ASSIGNED TASK: Go to the line in the data below that contains "Task: give one point on each instance of the gravel embankment". Write it out exactly, along with every later line through the last, and nothing else.

********

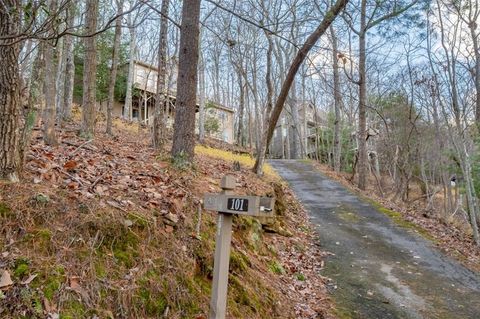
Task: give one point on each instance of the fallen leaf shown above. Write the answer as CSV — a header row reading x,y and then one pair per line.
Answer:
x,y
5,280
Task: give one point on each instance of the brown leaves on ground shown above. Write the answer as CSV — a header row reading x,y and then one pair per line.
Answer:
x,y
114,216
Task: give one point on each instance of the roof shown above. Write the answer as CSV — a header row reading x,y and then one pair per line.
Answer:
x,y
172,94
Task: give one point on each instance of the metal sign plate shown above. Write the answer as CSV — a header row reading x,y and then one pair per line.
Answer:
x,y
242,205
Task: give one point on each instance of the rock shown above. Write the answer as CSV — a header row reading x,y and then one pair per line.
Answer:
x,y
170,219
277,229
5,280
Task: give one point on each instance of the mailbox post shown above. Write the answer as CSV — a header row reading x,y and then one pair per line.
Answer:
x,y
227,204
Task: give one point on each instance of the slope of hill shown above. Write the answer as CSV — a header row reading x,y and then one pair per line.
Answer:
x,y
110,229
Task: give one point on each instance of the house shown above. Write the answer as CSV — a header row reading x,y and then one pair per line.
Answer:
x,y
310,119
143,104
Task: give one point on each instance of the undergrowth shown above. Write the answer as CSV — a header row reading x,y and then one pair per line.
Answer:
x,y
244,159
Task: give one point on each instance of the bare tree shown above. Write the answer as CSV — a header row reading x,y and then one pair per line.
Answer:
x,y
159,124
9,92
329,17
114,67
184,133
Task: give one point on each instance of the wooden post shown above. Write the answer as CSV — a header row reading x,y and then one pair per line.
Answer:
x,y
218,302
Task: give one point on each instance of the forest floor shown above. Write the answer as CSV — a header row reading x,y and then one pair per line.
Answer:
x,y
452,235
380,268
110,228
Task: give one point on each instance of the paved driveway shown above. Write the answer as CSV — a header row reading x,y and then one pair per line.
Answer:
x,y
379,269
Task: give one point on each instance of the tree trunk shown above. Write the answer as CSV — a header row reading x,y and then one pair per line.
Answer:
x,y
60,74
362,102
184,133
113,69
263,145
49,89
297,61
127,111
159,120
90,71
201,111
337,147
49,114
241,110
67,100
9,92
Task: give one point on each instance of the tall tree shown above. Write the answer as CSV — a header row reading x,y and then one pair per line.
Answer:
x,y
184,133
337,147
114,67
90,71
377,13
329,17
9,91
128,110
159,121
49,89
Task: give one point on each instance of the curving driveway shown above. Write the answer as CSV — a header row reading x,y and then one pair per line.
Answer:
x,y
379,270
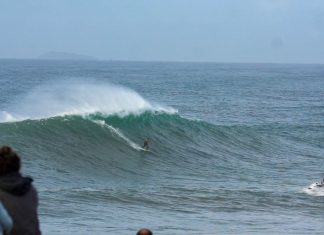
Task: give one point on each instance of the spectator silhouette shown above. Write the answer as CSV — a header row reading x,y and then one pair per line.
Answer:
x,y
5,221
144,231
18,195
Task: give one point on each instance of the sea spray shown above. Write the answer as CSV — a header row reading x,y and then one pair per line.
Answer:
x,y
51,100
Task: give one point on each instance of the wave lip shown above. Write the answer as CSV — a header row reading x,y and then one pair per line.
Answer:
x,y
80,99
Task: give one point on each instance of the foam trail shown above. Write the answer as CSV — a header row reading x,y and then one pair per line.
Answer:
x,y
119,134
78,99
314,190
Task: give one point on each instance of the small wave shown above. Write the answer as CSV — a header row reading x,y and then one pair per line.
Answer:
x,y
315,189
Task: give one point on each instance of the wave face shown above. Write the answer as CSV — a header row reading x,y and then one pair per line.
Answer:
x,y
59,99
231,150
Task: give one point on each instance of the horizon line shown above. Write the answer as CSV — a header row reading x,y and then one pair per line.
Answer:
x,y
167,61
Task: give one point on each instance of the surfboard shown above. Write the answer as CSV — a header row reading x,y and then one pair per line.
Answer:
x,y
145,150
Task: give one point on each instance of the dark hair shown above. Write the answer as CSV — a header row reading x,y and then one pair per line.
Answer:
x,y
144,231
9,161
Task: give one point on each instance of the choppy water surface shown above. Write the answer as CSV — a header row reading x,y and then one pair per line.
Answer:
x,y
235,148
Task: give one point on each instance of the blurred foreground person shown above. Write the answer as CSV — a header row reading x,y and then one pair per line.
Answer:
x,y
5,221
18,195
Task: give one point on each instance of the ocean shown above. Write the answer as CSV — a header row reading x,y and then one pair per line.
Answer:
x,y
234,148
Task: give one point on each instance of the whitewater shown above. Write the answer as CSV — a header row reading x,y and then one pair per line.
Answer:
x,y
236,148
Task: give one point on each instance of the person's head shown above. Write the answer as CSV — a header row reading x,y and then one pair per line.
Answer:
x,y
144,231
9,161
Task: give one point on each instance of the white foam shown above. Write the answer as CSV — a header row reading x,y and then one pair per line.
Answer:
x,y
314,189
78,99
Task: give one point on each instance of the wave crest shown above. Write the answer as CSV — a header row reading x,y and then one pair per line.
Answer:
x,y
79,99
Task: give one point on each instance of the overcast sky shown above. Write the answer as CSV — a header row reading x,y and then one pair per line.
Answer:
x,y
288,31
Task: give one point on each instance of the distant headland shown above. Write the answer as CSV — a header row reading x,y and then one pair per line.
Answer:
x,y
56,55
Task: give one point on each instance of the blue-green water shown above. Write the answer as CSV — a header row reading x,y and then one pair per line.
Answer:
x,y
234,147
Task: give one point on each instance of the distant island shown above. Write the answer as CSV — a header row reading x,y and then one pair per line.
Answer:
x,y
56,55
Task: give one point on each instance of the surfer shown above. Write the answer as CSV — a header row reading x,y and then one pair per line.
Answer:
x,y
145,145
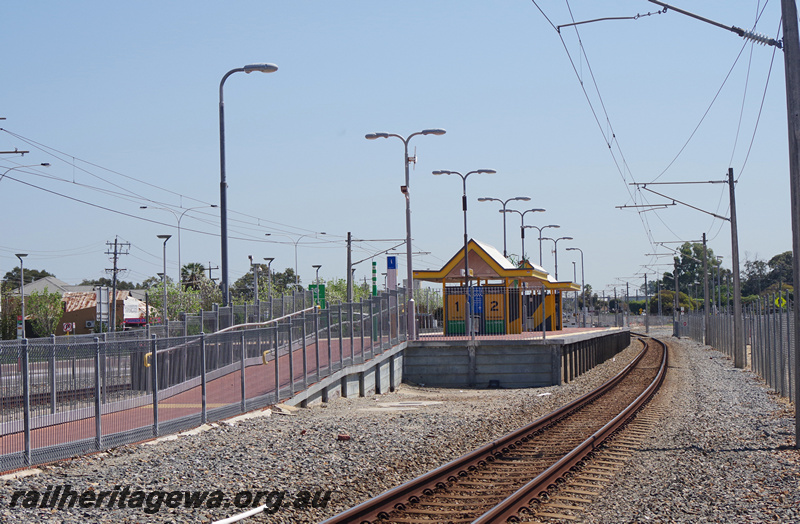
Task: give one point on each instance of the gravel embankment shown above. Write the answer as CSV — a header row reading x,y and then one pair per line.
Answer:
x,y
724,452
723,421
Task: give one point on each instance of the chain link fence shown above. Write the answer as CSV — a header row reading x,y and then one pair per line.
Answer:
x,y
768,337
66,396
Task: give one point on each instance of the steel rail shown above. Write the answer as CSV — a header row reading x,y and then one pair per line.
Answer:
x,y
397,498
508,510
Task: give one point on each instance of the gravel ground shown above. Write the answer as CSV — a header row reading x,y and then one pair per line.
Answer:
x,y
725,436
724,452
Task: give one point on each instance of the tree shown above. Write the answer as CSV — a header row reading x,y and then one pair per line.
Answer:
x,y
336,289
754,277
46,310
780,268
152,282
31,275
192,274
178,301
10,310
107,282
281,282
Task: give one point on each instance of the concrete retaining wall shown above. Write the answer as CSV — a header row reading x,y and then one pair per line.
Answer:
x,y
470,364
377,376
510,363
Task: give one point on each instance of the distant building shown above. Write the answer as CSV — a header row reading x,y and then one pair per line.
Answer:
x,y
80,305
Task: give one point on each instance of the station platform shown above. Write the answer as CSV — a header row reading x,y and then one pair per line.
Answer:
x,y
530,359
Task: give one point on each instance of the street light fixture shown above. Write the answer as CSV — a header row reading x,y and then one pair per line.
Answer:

********

TASK OUTPUT:
Task: give one point on each instance of the gravel embankment shown above. Write the answer as CSV — a header row reading x,y and then one pair per line.
Answer:
x,y
724,452
723,421
Task: give one point on each instance of the chain link fence shown above. Write the answer as CSV — a header row reading x,y and then one pair per line.
Answer:
x,y
768,337
66,396
Task: give one point on each instance of the steel rail shown above. Write the answer as CSV — a header row reading x,y and then one pair per line.
Answer:
x,y
397,498
508,510
Task: give one point on each instance of the gravel ground shown above. Write the answer as CSV — a header row reading x,y and then one pair per line.
Answer:
x,y
725,436
724,452
Task: give one point on each instance of the tree shown above. Write the answer as CSV — a header row reading x,y and then one pair per line.
Answer:
x,y
336,289
754,277
46,310
780,268
152,282
31,275
192,274
178,301
10,310
107,282
281,282
Task: give one point on each instance of the concrete retaining wall shown above. Write the answer as CSV — a header row reading x,y and then one pair per line.
Answer:
x,y
470,364
377,376
510,363
Task: give one point on each instance of the distant building shown above. Write the answer as CSV — a header row reading x,y and then one pair per line.
Answer:
x,y
80,305
Task: give one point on each instance of the station platform shown above. Write the answer as CSV — a header row reading x,y and then one pair per line.
Answer:
x,y
530,359
Task: give one point on each instance of the street light fixture shown above. Write the answer as CSV — a header row reading x,y and then one pair per line.
Answer:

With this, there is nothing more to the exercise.